GIVEN EXERCISE: Count the lines in the rows below that contain the string "chair", treating uppercase and lowercase as different, and give only the number.

ENTRIES SHOWN:
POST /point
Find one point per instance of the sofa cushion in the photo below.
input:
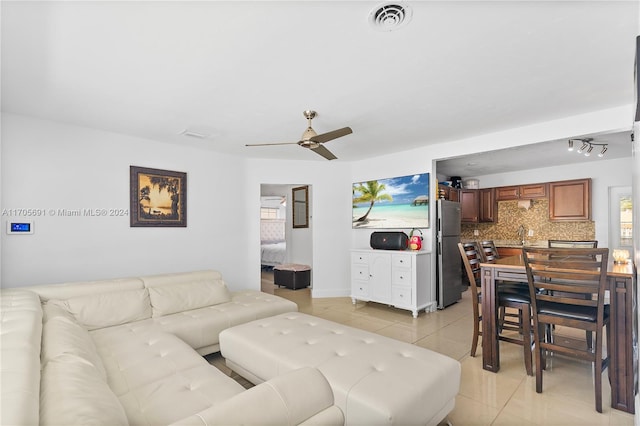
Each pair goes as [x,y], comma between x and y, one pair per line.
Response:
[157,377]
[73,393]
[21,328]
[172,298]
[85,288]
[63,336]
[108,309]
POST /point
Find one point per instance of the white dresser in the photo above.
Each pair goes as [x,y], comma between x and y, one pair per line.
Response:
[398,278]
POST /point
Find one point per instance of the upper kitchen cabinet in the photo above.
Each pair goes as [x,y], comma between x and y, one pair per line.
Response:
[469,205]
[488,206]
[570,200]
[478,205]
[521,192]
[449,193]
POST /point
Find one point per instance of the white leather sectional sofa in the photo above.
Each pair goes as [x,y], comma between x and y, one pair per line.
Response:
[128,351]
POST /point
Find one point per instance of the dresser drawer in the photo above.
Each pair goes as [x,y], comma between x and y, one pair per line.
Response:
[401,296]
[360,258]
[360,272]
[401,276]
[401,261]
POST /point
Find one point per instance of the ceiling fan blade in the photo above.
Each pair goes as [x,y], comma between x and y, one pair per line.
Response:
[269,144]
[326,137]
[320,149]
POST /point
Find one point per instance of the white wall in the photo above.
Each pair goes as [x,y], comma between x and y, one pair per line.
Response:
[604,174]
[53,166]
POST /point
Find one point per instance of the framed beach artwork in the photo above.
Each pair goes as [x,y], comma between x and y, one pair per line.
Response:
[400,202]
[158,198]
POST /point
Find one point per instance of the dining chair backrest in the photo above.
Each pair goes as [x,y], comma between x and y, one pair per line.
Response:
[563,275]
[471,258]
[573,244]
[489,250]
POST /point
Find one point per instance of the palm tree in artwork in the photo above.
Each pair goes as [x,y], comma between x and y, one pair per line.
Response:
[173,187]
[371,191]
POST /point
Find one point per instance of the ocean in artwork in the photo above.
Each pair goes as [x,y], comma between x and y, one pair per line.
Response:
[401,202]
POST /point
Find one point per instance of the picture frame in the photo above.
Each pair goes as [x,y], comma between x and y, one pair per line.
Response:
[157,198]
[394,203]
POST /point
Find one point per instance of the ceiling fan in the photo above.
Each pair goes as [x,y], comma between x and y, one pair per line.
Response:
[312,140]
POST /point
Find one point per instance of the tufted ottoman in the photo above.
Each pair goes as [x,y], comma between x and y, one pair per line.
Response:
[375,379]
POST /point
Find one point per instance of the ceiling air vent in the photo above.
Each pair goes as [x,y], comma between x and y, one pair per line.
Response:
[389,16]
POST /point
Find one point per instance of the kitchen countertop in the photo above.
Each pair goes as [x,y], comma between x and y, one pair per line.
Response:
[518,244]
[515,243]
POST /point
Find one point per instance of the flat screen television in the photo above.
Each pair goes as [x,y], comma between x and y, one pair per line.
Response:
[392,203]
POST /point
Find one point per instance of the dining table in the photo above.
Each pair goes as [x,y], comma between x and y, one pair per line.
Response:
[623,353]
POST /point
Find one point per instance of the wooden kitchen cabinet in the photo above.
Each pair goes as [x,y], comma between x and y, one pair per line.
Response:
[521,192]
[478,205]
[487,205]
[469,205]
[570,200]
[451,194]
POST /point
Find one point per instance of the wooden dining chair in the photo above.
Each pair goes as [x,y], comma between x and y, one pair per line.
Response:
[574,244]
[565,274]
[471,254]
[490,250]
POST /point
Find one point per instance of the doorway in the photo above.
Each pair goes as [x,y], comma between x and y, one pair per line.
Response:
[280,241]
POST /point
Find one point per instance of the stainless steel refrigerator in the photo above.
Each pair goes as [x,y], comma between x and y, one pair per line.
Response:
[449,268]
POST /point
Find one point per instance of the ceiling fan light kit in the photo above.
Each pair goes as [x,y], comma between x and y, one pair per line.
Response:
[313,141]
[587,146]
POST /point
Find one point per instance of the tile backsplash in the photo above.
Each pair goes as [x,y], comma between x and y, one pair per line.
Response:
[510,217]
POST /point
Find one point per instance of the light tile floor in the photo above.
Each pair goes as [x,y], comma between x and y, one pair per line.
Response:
[504,398]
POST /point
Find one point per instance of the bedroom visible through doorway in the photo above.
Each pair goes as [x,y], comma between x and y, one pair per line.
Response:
[280,241]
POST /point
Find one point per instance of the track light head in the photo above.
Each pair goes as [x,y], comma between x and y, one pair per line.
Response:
[584,146]
[587,146]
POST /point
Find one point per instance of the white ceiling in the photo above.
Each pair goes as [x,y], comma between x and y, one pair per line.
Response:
[243,72]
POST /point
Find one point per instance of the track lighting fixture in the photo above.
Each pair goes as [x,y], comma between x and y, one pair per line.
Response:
[587,146]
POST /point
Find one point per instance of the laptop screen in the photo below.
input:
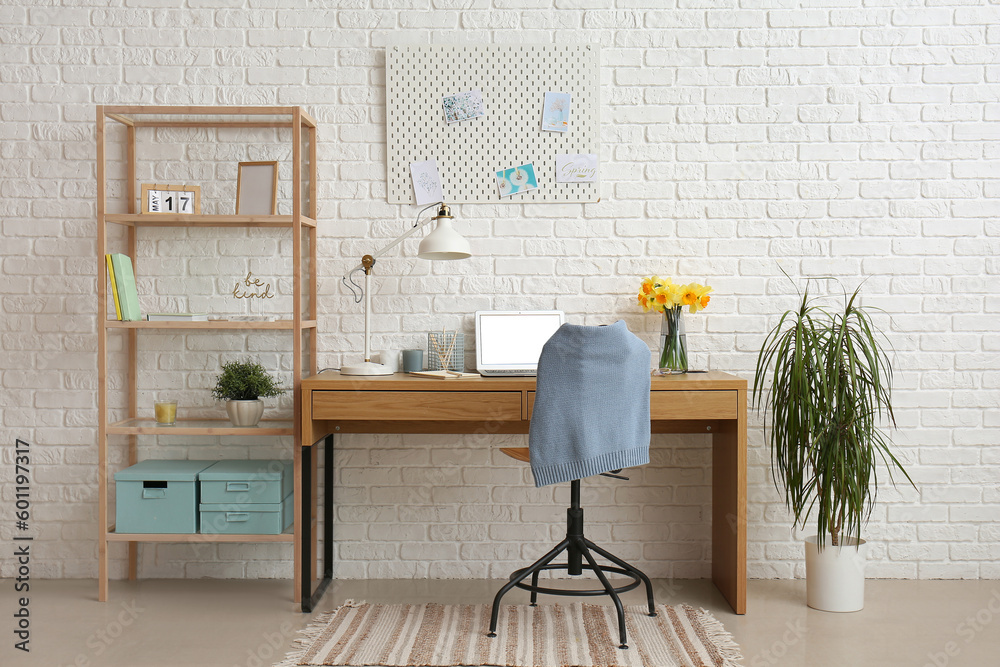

EXERCISE SOLUTION: 2